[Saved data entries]
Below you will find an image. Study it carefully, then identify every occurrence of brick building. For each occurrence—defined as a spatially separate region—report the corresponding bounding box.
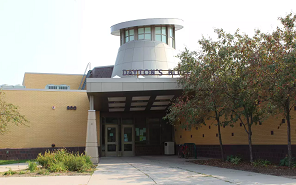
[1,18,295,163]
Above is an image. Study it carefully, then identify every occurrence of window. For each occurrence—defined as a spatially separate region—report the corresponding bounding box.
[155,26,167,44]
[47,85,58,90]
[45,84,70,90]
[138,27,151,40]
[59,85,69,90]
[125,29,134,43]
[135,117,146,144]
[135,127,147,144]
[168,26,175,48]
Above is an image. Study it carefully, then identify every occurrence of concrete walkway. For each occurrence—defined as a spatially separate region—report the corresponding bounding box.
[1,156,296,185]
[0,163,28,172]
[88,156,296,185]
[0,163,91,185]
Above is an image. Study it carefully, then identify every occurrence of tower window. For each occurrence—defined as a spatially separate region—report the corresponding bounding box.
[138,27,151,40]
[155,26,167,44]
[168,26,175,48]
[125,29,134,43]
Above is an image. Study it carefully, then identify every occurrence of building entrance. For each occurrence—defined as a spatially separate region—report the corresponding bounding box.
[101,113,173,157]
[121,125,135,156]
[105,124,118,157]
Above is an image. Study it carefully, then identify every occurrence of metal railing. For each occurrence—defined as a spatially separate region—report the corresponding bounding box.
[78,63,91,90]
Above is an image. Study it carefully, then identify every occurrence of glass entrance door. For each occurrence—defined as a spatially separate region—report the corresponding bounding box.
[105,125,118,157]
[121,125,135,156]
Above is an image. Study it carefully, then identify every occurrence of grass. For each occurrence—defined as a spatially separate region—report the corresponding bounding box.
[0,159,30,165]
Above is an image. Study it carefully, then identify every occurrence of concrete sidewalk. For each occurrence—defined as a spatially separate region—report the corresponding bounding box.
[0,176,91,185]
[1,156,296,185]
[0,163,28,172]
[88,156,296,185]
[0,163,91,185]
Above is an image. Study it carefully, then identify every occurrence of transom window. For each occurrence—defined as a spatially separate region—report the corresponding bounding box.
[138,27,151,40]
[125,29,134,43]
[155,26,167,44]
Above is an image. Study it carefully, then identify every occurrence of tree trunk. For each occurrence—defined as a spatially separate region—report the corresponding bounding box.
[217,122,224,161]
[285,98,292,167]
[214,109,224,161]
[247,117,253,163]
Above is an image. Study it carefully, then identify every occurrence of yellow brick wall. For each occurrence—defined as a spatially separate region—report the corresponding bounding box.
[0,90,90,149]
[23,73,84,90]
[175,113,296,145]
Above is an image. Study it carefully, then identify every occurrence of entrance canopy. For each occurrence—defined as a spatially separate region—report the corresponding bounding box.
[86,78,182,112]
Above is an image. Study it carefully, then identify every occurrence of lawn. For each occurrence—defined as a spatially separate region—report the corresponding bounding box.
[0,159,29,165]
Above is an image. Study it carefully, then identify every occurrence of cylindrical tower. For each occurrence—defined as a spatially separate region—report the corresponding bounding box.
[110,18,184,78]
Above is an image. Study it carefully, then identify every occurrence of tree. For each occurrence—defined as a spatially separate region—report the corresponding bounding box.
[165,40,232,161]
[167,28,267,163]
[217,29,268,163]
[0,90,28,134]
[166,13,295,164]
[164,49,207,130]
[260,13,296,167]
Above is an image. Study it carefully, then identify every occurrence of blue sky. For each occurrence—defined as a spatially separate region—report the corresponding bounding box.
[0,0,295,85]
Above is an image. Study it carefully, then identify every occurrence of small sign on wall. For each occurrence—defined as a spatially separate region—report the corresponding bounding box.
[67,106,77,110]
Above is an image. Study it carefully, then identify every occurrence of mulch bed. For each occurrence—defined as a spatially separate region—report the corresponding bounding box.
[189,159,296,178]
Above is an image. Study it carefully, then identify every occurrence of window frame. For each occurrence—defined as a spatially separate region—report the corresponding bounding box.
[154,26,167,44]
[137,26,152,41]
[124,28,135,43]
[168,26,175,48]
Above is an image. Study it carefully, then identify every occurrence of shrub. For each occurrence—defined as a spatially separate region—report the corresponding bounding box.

## WORK REQUEST:
Your reply should be the entries above, repeated exactly and free of pictures.

## RESULT BELOW:
Below you will find an image. Study it carefully, then identify every occurrence of brick building. For each occurrence—defined as a spatially separate region—report the corresponding bounding box.
[1,18,295,163]
Above is an image. Study it carefully, then identify every occurrence of window. For each occurrence—defined as a spatially separate region—report the corresponding bounding box.
[155,26,167,44]
[47,85,58,90]
[45,84,70,90]
[138,27,151,40]
[59,85,69,90]
[125,29,134,43]
[135,117,146,144]
[135,127,147,144]
[168,26,175,48]
Above is an image. Study it carefully, then identify every occurrence of concrete walkway. For each occurrence—defined as a spatially separate region—report the corresponding bounding box.
[1,156,296,185]
[0,163,28,172]
[88,156,296,185]
[0,163,91,185]
Above is an image. Study it carefully, then identify every occurrence of tower window. For each occurrence—defined as a spatially separate region—report the corresponding bounding box.
[138,27,151,40]
[155,26,167,44]
[168,26,175,48]
[125,29,134,43]
Above is an image. Study it carefully, then identify every occurrence of building entrance. For each occurrence—defined as a spatially separate region—report the corresponding bounding box.
[101,113,173,157]
[121,125,135,156]
[105,124,118,157]
Above is an image. Study it carefully, then identify every occurrence of metal railing. For each occurrence—defined as a spatially separate region—report the corresponding bounding box.
[78,63,91,90]
Above is an image. Study it carefully, then identify every occurrence of glass entrance door. For each occurrence—defined as a spatially separate region—report the corresponding bounding box.
[105,125,118,157]
[121,125,135,156]
Above is an image. Study it carefully, then identify every occurrence of grass. For each occurrence—defined as a spatially separate region—report the corresponding bounding box.
[0,159,30,165]
Above is an image. Study it carefully, then identify every occurrence of concrete sidewalk. For each occurrence—defined as a spatially separate region—report the corresponding bounding box.
[0,176,91,185]
[1,156,296,185]
[0,163,28,172]
[88,156,296,185]
[0,163,91,185]
Above is an image. Study it carefully, then identify every occurrence of transom window. For each occurrence—defined as a spatially separate region—report the corresponding bounding box.
[138,27,151,40]
[125,29,134,43]
[155,26,167,44]
Above is an image. Study it carefully, then identify every occurrence of tree trunk. For each occurrence—defined as a spatially separate region—report the corresponding bounding box.
[217,122,224,161]
[285,98,292,167]
[214,109,224,161]
[247,117,253,163]
Above is an image. Study it carefully, then identify every occurrence of yellow brick wall. For each occurrence—defined as a spatially separate region—report the corresponding bounding box.
[0,90,90,149]
[23,73,84,90]
[175,113,296,145]
Above is an image. Study it carefully, then identify every occurrence of entrance canopy. For each occurrence—defined as a spatially separate region—report the corresponding bounding box.
[86,78,182,112]
Above is an image. Study it carefully, then identify every occurrence of lawn. For each occurrence—defined as a spatially separate region—report the corresponding bounding box.
[0,159,29,165]
Above is an image. Study it carefully, then identify every occurrence of cylindrical tower. For each occurrence—defined as a spatially separate region—report the corresponding bounding box.
[110,18,184,78]
Above is an image. Study it carefully, then identify every occurrence of tree. For each occurrence—defined as a spatially separate region—report the corresponding bounding box.
[165,40,232,161]
[167,28,267,163]
[217,29,268,163]
[0,90,28,134]
[166,13,295,164]
[164,49,207,130]
[260,13,296,167]
Above is an image. Study it carefully, then identify every occurrence of blue sky. For each occurrence—defined as a spatially separate region—report the corresponding bounding box.
[0,0,295,85]
Above is an image. Study it carefully, then identify every occurrence of small sign on wall. For each occurrence—defined as a spatially separate region—report the corresponding bounding box.
[67,106,77,110]
Above is an image. Study it carefully, then identify every occurrence of mulch bed. For each occurrence—defined as a spatially separate region—report the corresponding bounding box.
[189,159,296,178]
Above is an image. Study it carefully, then identify every occurrence of window frame. For each occurrence—defined as a spatially separate region—report the corresponding bounding box.
[154,26,167,44]
[137,26,152,41]
[124,28,135,43]
[168,26,175,48]
Above is an image. Study it carefully, then identify every occurrence of shrub. For each occurrence—defined as a spatially separate region—report the corresponding bounding box.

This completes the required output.